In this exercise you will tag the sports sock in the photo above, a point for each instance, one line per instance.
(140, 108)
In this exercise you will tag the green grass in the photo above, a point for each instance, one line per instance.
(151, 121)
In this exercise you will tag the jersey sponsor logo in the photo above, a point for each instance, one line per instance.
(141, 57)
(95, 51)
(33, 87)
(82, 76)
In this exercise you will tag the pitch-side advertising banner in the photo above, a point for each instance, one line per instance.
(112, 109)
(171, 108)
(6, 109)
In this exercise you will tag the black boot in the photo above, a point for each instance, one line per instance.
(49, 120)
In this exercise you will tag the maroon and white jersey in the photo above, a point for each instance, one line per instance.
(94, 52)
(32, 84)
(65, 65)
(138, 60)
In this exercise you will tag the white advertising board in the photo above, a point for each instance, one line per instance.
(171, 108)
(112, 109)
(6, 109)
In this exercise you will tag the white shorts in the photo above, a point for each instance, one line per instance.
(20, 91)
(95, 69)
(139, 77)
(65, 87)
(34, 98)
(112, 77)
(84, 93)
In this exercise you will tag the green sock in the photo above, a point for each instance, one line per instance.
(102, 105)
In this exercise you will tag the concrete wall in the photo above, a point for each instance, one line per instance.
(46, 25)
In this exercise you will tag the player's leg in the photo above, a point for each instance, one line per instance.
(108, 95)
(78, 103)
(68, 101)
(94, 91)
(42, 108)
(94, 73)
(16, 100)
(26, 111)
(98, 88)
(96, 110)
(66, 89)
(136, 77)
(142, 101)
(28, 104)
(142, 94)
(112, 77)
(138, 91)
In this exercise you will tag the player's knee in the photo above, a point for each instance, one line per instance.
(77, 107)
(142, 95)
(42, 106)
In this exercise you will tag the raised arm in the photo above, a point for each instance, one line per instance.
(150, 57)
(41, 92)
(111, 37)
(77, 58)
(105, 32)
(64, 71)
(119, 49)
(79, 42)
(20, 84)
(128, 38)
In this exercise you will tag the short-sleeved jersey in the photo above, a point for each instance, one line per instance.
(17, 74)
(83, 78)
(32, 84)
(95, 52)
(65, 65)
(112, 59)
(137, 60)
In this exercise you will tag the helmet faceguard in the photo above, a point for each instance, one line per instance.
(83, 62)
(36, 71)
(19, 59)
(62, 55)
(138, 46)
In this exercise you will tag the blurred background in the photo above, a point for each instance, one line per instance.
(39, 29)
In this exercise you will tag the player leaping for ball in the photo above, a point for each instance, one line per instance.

--*--

§ Task brief: The entries listed above are to be output exactly. Leave none out.

§ Response to this exercise:
In this exercise you will tag the sports sock in the photo above, a point for each instance, one line per instance.
(140, 108)
In this exercise you will tag the green grass in the photo above, a point for each instance, one line per instance.
(151, 121)
In this exercise you will tag the jersey sponsor logo in the photo above, a point for each instance, one line per instance.
(141, 57)
(95, 51)
(33, 87)
(82, 76)
In this exercise you will tag the pitch-side advertising banner in the photo above, a point for each instance, one line per instance.
(112, 109)
(171, 108)
(6, 109)
In this exercise you will tag the black boot in the photo above, a point for each instance, one line per instance.
(49, 120)
In this exercise you will tag the maroon and white jersey in the photo above, a point for each instance, one line per instance.
(94, 52)
(32, 84)
(65, 65)
(138, 60)
In this exercise you will tag the white advertising board in the photo above, a point for each instance, one line per instance.
(171, 108)
(112, 109)
(6, 109)
In this exercise you will tag the white shorts in the photo above, a point for each instance, one line per instance.
(20, 91)
(95, 69)
(139, 77)
(65, 87)
(34, 98)
(112, 77)
(84, 93)
In this exercise you will tag the green sock in the photo above, a point for each instance, one line per instance.
(102, 105)
In this exercise you will tag the concrete wall in the photo above, a point for each instance, one line per instance.
(46, 25)
In this exercise you will tag the player's leg in the photo above, a point for each instance, one line per instance.
(108, 95)
(78, 103)
(68, 101)
(94, 91)
(42, 108)
(94, 73)
(16, 100)
(26, 111)
(98, 88)
(96, 110)
(66, 89)
(136, 77)
(142, 101)
(28, 104)
(142, 94)
(112, 77)
(138, 91)
In this exercise you will tag the player's knee in the photo above, a point for each instance, one line per instance.
(77, 107)
(142, 95)
(42, 106)
In this exercise you will tag the raised arm in the photo above, a point for each instance, one line per instance.
(150, 57)
(41, 92)
(111, 37)
(77, 58)
(105, 32)
(64, 71)
(119, 49)
(79, 42)
(20, 84)
(128, 38)
In this exercise you will tag the short-sleeved jersey in the photo above, a point for each instance, one line per instance.
(17, 74)
(83, 78)
(32, 84)
(95, 52)
(65, 65)
(112, 59)
(137, 60)
In this exercise you will tag the helmet faceguard in the photo above, a point for each instance, one line per instance.
(83, 62)
(36, 71)
(19, 59)
(62, 55)
(138, 46)
In this exercise you will tag the blurred background in the photo above, a point for each instance, one line per instance.
(39, 29)
In this exercise you will tag the player leaping for ball in the photo above, a point for each instance, one line per instance.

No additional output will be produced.